### What is asked
From the entries below, reproduce word for word the lines that begin at the line containing "Give the outline of every instance of the water" and end after the line containing "[[[0,830],[1109,830],[1112,614],[1031,541],[401,501],[0,612]]]".

== Records for processing

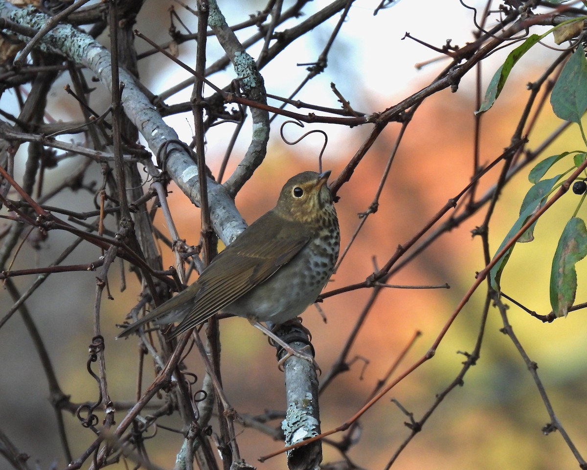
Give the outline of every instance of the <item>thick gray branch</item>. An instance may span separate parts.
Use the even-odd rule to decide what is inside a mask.
[[[18,9],[5,1],[0,1],[0,16],[37,29],[50,19],[32,7]],[[59,24],[43,38],[39,47],[58,49],[70,60],[86,66],[112,91],[110,52],[87,34],[70,25]],[[122,93],[124,113],[137,126],[151,151],[156,153],[166,143],[177,140],[175,130],[165,123],[140,91],[134,78],[122,69],[119,76],[124,83]],[[167,146],[167,162],[166,169],[174,181],[194,204],[199,205],[198,167],[191,156],[181,146],[171,143]],[[228,192],[210,179],[208,194],[214,230],[223,242],[230,243],[244,229],[244,221]]]

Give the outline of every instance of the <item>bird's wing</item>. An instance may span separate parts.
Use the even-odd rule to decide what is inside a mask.
[[[174,330],[172,336],[205,321],[266,280],[299,253],[310,239],[304,233],[292,237],[287,227],[281,226],[273,234],[265,230],[263,239],[268,241],[251,243],[251,240],[258,239],[255,224],[220,253],[202,273],[191,310]]]

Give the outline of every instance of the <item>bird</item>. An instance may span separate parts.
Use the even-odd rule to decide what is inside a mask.
[[[334,270],[340,229],[327,184],[330,171],[304,172],[284,186],[275,207],[221,251],[198,278],[117,337],[153,322],[179,322],[173,338],[220,310],[244,317],[280,344],[288,357],[304,358],[260,322],[293,320],[318,299]]]

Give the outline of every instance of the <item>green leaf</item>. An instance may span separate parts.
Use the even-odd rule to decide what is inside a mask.
[[[520,216],[525,212],[528,207],[532,208],[532,212],[530,213],[531,216],[542,207],[546,202],[545,196],[548,195],[550,190],[556,184],[562,176],[562,174],[558,174],[549,179],[539,181],[531,187],[526,193],[524,200],[522,201],[522,206],[519,209]],[[522,236],[518,239],[518,243],[527,243],[534,239],[534,227],[536,226],[537,222],[538,220],[531,225],[528,230],[522,234]],[[524,225],[524,223],[525,221],[522,225]],[[522,225],[520,226],[520,227]]]
[[[551,93],[551,104],[561,119],[578,123],[587,110],[587,59],[582,45],[565,64]]]
[[[545,158],[542,162],[539,162],[538,164],[536,165],[532,170],[530,170],[530,173],[528,173],[528,179],[529,180],[530,183],[534,183],[534,184],[538,183],[540,181],[540,179],[544,176],[546,172],[548,172],[551,167],[561,159],[566,157],[569,153],[582,153],[581,150],[574,150],[573,152],[564,152],[559,155],[553,155],[552,157],[548,157],[548,158]],[[583,156],[583,159],[585,157]]]
[[[562,231],[552,258],[550,297],[556,317],[566,317],[572,307],[577,291],[575,265],[587,255],[587,228],[581,219],[573,217]]]
[[[520,208],[519,217],[518,217],[518,220],[515,221],[514,225],[512,226],[512,228],[510,229],[510,231],[508,232],[508,234],[505,236],[505,238],[504,239],[504,241],[501,242],[501,244],[500,245],[500,247],[497,249],[497,251],[495,251],[495,254],[500,253],[504,246],[505,246],[510,240],[511,240],[514,236],[519,231],[520,229],[524,226],[524,224],[526,223],[527,221],[532,214],[534,213],[538,209],[541,207],[545,202],[546,195],[552,187],[556,184],[556,182],[561,177],[561,175],[559,174],[557,176],[555,176],[554,178],[551,178],[548,180],[544,180],[541,181],[537,184],[535,184],[532,187],[530,188],[529,190],[526,194],[526,196],[524,198],[524,201],[522,203],[522,207]],[[532,224],[530,227],[528,228],[526,231],[525,231],[521,238],[522,239],[525,239],[525,241],[530,241],[531,239],[533,239],[534,236],[532,234],[532,231],[534,230],[534,226],[535,223]],[[501,289],[500,287],[500,280],[501,278],[501,273],[504,270],[504,268],[505,267],[505,265],[507,264],[508,260],[510,259],[510,256],[511,254],[512,251],[514,250],[514,246],[512,246],[509,250],[508,250],[504,255],[500,258],[499,261],[496,263],[489,273],[489,280],[491,284],[491,287],[495,289],[496,291],[499,292]]]
[[[504,85],[508,79],[510,72],[511,72],[516,62],[519,60],[520,58],[527,52],[529,49],[537,42],[544,37],[544,35],[539,36],[537,34],[533,34],[528,36],[526,40],[522,43],[522,45],[514,49],[510,55],[506,58],[503,65],[497,69],[491,81],[490,82],[489,86],[485,92],[485,98],[483,102],[481,103],[478,111],[475,112],[475,114],[483,113],[493,106],[497,97],[500,96]]]
[[[584,152],[581,152],[573,157],[573,163],[575,163],[575,166],[578,168],[582,164],[583,162],[585,161],[585,153]]]

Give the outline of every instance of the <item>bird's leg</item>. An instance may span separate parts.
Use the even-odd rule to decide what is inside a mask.
[[[275,343],[279,344],[281,347],[282,347],[286,351],[287,351],[287,354],[279,361],[279,369],[280,370],[283,367],[283,364],[285,364],[285,361],[289,358],[291,356],[295,356],[296,357],[299,357],[300,359],[305,359],[312,364],[313,364],[317,369],[320,370],[320,367],[318,365],[318,362],[314,360],[313,357],[311,354],[308,354],[305,352],[302,352],[301,351],[298,351],[294,349],[291,346],[288,344],[285,341],[282,340],[279,337],[273,333],[271,330],[269,330],[266,327],[264,326],[262,324],[259,323],[256,318],[248,318],[249,321],[251,324],[252,325],[257,328],[258,328],[264,333],[265,333],[267,336],[273,340]],[[308,347],[306,345],[303,349]]]

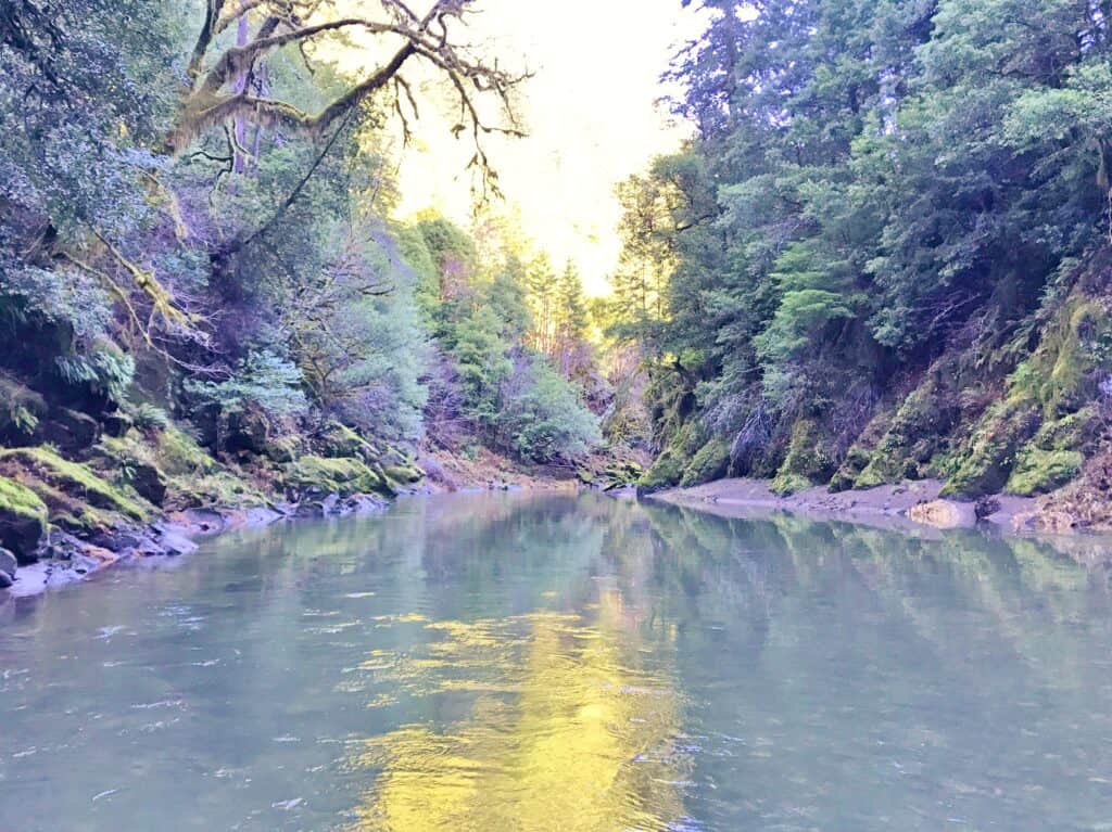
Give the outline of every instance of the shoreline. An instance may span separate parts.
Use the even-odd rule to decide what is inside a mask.
[[[1112,534],[1101,529],[1041,528],[1036,524],[1041,518],[1037,498],[994,494],[961,501],[941,499],[941,489],[939,480],[920,480],[833,493],[820,485],[780,497],[767,481],[725,479],[643,494],[641,499],[727,519],[785,512],[931,539],[941,539],[949,531],[977,531],[1037,540],[1088,569],[1112,564]]]
[[[42,554],[34,563],[19,567],[11,587],[0,589],[0,603],[34,598],[56,589],[82,583],[96,574],[142,558],[180,558],[193,554],[200,541],[236,531],[262,529],[297,520],[368,517],[385,511],[404,497],[494,491],[562,490],[574,481],[530,478],[525,482],[490,479],[444,487],[429,482],[401,490],[385,499],[376,494],[327,494],[300,503],[269,503],[249,508],[215,507],[167,511],[157,519],[79,538],[54,530],[40,544]]]

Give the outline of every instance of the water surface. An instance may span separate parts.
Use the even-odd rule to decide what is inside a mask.
[[[0,830],[1109,830],[1112,614],[1031,541],[401,501],[0,612]]]

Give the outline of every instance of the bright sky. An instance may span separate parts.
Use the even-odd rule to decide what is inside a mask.
[[[522,114],[529,136],[490,139],[506,202],[553,261],[572,258],[592,294],[607,292],[617,263],[620,209],[614,186],[675,150],[688,130],[655,106],[661,73],[676,47],[696,36],[696,14],[679,0],[481,0],[469,40],[505,67],[535,73]],[[436,208],[467,227],[471,156],[467,137],[421,113],[419,141],[399,170],[401,217]]]

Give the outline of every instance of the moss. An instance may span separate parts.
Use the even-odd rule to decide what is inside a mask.
[[[946,355],[936,361],[919,387],[896,409],[884,434],[868,449],[864,442],[852,451],[852,468],[860,468],[854,488],[916,480],[931,473],[931,460],[945,449],[961,418],[957,375],[961,360]],[[880,429],[882,425],[877,425]],[[862,454],[868,461],[862,465]]]
[[[30,520],[42,532],[47,530],[47,504],[31,489],[6,477],[0,477],[0,514]]]
[[[1100,430],[1100,414],[1091,405],[1076,413],[1046,422],[1031,443],[1044,451],[1082,451]]]
[[[729,473],[729,442],[722,437],[713,437],[706,442],[684,469],[679,484],[698,485],[717,480]]]
[[[657,491],[678,485],[687,465],[707,441],[706,431],[695,418],[687,421],[672,420],[671,423],[676,428],[666,434],[668,442],[664,450],[637,481],[639,489]]]
[[[377,458],[378,449],[346,424],[331,422],[318,442],[320,453],[328,459],[355,458],[365,462]]]
[[[1012,394],[1034,398],[1046,418],[1074,412],[1095,392],[1094,371],[1109,370],[1112,318],[1103,301],[1078,291],[1043,328],[1034,354],[1010,379]]]
[[[90,509],[115,512],[133,521],[145,521],[153,513],[123,489],[110,485],[86,465],[63,460],[48,448],[0,451],[0,471],[9,475],[12,471],[26,472],[29,479],[24,484],[32,490],[37,490],[36,482],[50,487],[49,492],[40,493],[48,505],[48,494],[61,492]]]
[[[1081,451],[1044,451],[1025,448],[1007,478],[1004,491],[1021,497],[1045,494],[1061,488],[1081,472]]]
[[[777,494],[792,494],[828,482],[834,470],[830,441],[817,420],[800,419],[792,427],[787,455],[771,488]]]
[[[1006,399],[989,408],[959,452],[956,470],[941,497],[981,497],[1000,491],[1016,454],[1039,428],[1039,407],[1029,399]]]
[[[425,479],[425,472],[416,465],[387,465],[383,473],[387,480],[401,485],[415,485]]]
[[[873,462],[873,454],[877,445],[887,435],[892,428],[892,419],[895,414],[891,408],[882,410],[873,417],[865,430],[861,432],[856,441],[846,451],[845,459],[838,465],[834,477],[831,478],[831,491],[848,491],[854,488],[865,469]]]
[[[171,477],[210,473],[218,468],[216,460],[197,440],[173,427],[158,434],[156,459],[158,467]]]
[[[684,458],[674,450],[666,450],[648,467],[648,470],[637,481],[637,488],[646,491],[678,485],[684,477]]]
[[[341,497],[393,492],[385,478],[354,458],[302,457],[286,467],[286,483],[298,492],[319,489]]]
[[[47,402],[37,392],[0,373],[0,433],[30,437],[47,413]]]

====

### Result of this task
Give the outline of every instance of the water surface. An instance may span separate parts.
Use the even-odd rule to decide what is inside a mask.
[[[0,830],[1109,830],[1112,614],[1031,541],[401,501],[0,612]]]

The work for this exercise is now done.